** SHORT TASK **
Return, word for word, the lines from the one containing "For the scouting tally, point out every instance of the muddy" through the end of the records below, including both of those lines.

[Saved data entries]

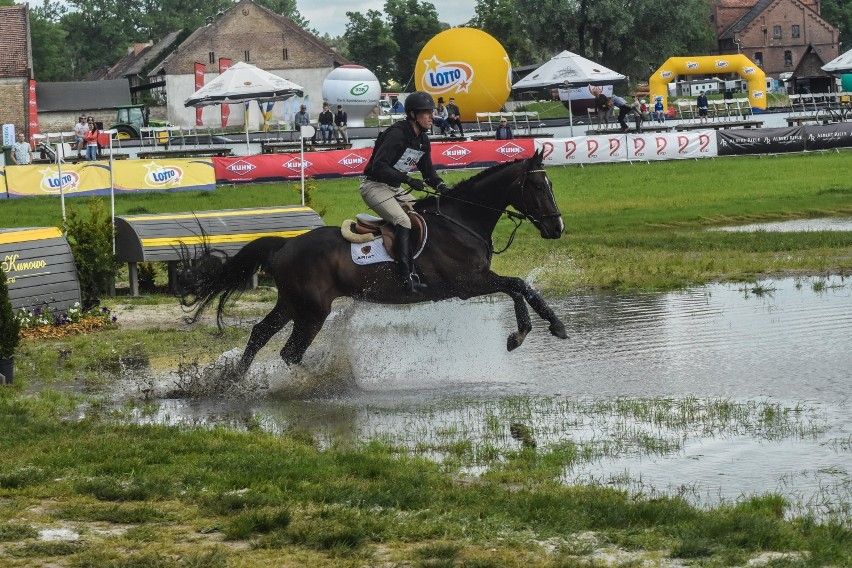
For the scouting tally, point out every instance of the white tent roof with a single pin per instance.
(841, 64)
(570, 67)
(243, 82)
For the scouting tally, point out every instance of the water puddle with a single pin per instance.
(714, 393)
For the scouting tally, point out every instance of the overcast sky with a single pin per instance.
(329, 16)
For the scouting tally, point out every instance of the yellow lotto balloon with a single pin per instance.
(468, 65)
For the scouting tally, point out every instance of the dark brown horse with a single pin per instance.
(313, 269)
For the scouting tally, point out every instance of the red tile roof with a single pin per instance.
(14, 41)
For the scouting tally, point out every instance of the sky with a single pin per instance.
(329, 16)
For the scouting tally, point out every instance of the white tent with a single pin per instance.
(243, 82)
(565, 70)
(570, 68)
(840, 64)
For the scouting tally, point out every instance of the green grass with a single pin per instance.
(628, 226)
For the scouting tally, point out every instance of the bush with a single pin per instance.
(90, 239)
(10, 329)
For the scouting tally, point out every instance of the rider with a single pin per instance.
(399, 149)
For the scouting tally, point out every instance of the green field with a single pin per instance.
(628, 226)
(129, 494)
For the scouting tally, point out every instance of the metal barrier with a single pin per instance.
(158, 238)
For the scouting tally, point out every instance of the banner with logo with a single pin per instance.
(224, 65)
(761, 141)
(828, 136)
(87, 178)
(32, 113)
(164, 175)
(199, 82)
(339, 163)
(628, 147)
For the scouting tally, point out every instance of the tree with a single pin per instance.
(370, 43)
(412, 25)
(838, 13)
(500, 18)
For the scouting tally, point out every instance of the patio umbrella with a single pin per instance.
(566, 69)
(244, 82)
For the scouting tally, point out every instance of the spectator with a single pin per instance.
(504, 131)
(302, 117)
(340, 125)
(439, 116)
(91, 138)
(21, 151)
(454, 118)
(702, 107)
(326, 120)
(80, 130)
(623, 110)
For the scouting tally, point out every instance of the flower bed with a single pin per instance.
(48, 323)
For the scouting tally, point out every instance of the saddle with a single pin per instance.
(368, 228)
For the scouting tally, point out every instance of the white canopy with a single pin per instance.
(841, 64)
(243, 82)
(570, 67)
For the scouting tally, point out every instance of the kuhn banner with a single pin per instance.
(341, 163)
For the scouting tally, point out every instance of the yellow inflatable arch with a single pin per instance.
(710, 65)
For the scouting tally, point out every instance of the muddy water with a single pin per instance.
(775, 355)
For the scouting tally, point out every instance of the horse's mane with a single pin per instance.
(470, 182)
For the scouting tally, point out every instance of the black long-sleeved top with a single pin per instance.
(397, 151)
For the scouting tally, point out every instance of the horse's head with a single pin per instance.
(536, 199)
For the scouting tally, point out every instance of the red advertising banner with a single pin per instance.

** TASK SOLUTION **
For the scouting tally, point out every instance of the muddy water with a single pin per instance.
(775, 355)
For the scouting tally, point out every instance of the horse's mane with a single pin per instance.
(470, 182)
For the scouting tally, point out every instance of the black long-sleeved top with a single pin per instance.
(397, 151)
For the scouting tally, point out every instance of the horse's head with a single pin per instance.
(536, 199)
For the scouting tally, point out every instance of the red advertising banner with a single pin per instance.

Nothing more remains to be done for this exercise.